(Objective) Copy out all the data, word for word.

-- Start Supplied records --

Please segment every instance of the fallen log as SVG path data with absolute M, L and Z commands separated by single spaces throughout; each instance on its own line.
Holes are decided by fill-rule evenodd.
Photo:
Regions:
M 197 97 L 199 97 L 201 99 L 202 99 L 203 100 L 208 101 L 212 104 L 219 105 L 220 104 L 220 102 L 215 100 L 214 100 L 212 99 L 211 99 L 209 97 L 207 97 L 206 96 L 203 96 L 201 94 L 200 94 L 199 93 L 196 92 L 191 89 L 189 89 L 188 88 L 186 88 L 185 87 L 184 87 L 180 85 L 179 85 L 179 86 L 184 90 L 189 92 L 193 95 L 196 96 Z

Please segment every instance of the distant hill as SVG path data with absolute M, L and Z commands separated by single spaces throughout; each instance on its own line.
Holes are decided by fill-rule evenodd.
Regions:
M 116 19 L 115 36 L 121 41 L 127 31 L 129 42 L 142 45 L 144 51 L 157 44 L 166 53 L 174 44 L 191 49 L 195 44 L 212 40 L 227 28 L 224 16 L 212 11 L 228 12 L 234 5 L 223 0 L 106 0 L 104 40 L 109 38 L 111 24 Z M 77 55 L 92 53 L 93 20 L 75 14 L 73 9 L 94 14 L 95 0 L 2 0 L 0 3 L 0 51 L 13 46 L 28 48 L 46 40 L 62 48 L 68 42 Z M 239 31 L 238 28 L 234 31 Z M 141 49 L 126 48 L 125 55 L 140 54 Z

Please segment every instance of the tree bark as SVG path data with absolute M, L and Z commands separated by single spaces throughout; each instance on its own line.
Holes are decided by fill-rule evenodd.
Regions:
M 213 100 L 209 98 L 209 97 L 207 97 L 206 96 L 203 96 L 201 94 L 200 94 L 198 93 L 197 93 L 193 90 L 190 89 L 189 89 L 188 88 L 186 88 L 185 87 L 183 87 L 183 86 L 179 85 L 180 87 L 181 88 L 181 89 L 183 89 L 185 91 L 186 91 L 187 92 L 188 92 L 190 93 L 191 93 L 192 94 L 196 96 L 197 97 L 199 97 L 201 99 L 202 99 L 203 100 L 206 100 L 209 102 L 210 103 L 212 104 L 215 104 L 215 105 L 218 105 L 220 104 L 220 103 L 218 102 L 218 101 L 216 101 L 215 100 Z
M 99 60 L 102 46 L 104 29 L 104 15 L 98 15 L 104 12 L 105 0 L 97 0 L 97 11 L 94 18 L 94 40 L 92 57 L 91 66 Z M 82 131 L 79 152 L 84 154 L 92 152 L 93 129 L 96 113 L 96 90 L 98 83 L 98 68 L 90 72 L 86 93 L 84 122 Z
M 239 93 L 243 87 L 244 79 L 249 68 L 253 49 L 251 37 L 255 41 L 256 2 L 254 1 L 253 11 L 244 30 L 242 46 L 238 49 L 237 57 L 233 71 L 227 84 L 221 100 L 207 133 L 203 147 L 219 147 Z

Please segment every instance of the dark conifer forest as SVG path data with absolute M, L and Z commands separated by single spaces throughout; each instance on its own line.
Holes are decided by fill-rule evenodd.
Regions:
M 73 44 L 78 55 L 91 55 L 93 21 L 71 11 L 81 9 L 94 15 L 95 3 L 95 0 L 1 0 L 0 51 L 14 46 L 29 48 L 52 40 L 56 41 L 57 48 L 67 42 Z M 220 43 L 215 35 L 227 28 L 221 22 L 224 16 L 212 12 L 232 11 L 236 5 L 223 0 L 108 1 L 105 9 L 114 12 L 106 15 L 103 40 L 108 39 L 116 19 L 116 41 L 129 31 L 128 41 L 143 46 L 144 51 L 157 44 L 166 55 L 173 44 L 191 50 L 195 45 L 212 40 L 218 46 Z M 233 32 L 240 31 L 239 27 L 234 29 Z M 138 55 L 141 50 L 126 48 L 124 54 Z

-- End Supplied records --

(Task output)
Please segment every instance of the fallen log as SVG path data with absolute M, L and Z commands separated by single spaces throughout; each instance on its own line.
Holes are decided by fill-rule evenodd.
Photo:
Regions:
M 197 97 L 199 97 L 201 99 L 202 99 L 203 100 L 208 101 L 212 104 L 219 105 L 220 104 L 220 102 L 215 100 L 214 100 L 212 99 L 211 99 L 209 97 L 207 97 L 206 96 L 203 96 L 201 94 L 200 94 L 199 93 L 196 92 L 191 89 L 189 89 L 188 88 L 186 88 L 185 87 L 184 87 L 180 85 L 179 85 L 179 86 L 184 90 L 189 92 L 193 95 L 196 96 Z

Please segment every instance of the distant hill as SVG path data with absolute M, L and Z commands separated by single spaces throughout; each instance on its own line.
Holes are decided by fill-rule evenodd.
Regions:
M 116 19 L 115 36 L 121 41 L 127 31 L 129 42 L 142 45 L 144 51 L 157 44 L 166 53 L 174 44 L 191 49 L 195 44 L 212 40 L 227 28 L 224 16 L 212 11 L 228 12 L 234 5 L 223 0 L 106 0 L 104 40 L 109 38 L 111 24 Z M 77 55 L 92 53 L 93 20 L 75 14 L 73 9 L 94 14 L 95 0 L 2 0 L 0 3 L 0 51 L 13 46 L 28 48 L 46 40 L 62 48 L 68 42 Z M 239 31 L 238 28 L 234 31 Z M 141 49 L 126 48 L 125 55 L 140 54 Z

Please segment every instance of the tree bark as SVG path data with absolute M, L and Z commands separated by single spaces throughout; each instance on its own line.
Holes are decided by fill-rule evenodd.
Regions:
M 213 100 L 209 98 L 209 97 L 207 97 L 206 96 L 203 96 L 201 94 L 200 94 L 198 93 L 197 93 L 193 90 L 190 89 L 189 89 L 188 88 L 186 88 L 185 87 L 183 87 L 183 86 L 179 85 L 180 87 L 181 88 L 181 89 L 183 89 L 185 91 L 186 91 L 187 92 L 188 92 L 190 93 L 191 93 L 192 94 L 196 96 L 197 97 L 199 97 L 201 99 L 202 99 L 203 100 L 206 100 L 209 102 L 210 103 L 212 104 L 215 104 L 215 105 L 218 105 L 220 104 L 220 103 L 218 102 L 218 101 L 216 101 L 215 100 Z
M 99 60 L 102 46 L 104 29 L 104 15 L 98 15 L 104 12 L 105 0 L 97 0 L 97 11 L 94 18 L 94 40 L 92 57 L 91 66 Z M 82 131 L 79 152 L 84 154 L 92 152 L 93 129 L 96 113 L 96 90 L 98 83 L 98 68 L 90 72 L 86 93 L 84 122 Z
M 239 93 L 243 87 L 244 79 L 249 68 L 253 49 L 251 37 L 255 41 L 256 2 L 254 1 L 253 11 L 244 30 L 242 46 L 238 49 L 237 57 L 233 71 L 227 84 L 221 100 L 207 133 L 203 147 L 219 147 Z

Please segment every instance of the dark conifer forest as SVG path data with absolute M, L and Z commands separated by single spaces throughout; each instance on its own line.
Holes are decided by fill-rule evenodd.
Regions:
M 73 44 L 78 55 L 91 55 L 93 21 L 71 11 L 81 9 L 94 15 L 95 3 L 95 0 L 1 0 L 0 51 L 14 46 L 29 48 L 52 40 L 56 41 L 57 48 L 67 42 Z M 220 43 L 215 35 L 227 28 L 221 22 L 224 16 L 212 12 L 232 11 L 236 5 L 223 0 L 108 1 L 105 9 L 114 12 L 106 15 L 103 40 L 108 39 L 116 19 L 116 41 L 129 31 L 128 41 L 143 46 L 144 51 L 157 44 L 166 55 L 173 44 L 191 50 L 195 45 L 212 40 L 218 46 Z M 233 32 L 240 31 L 239 27 L 234 29 Z M 138 55 L 141 50 L 126 48 L 124 54 Z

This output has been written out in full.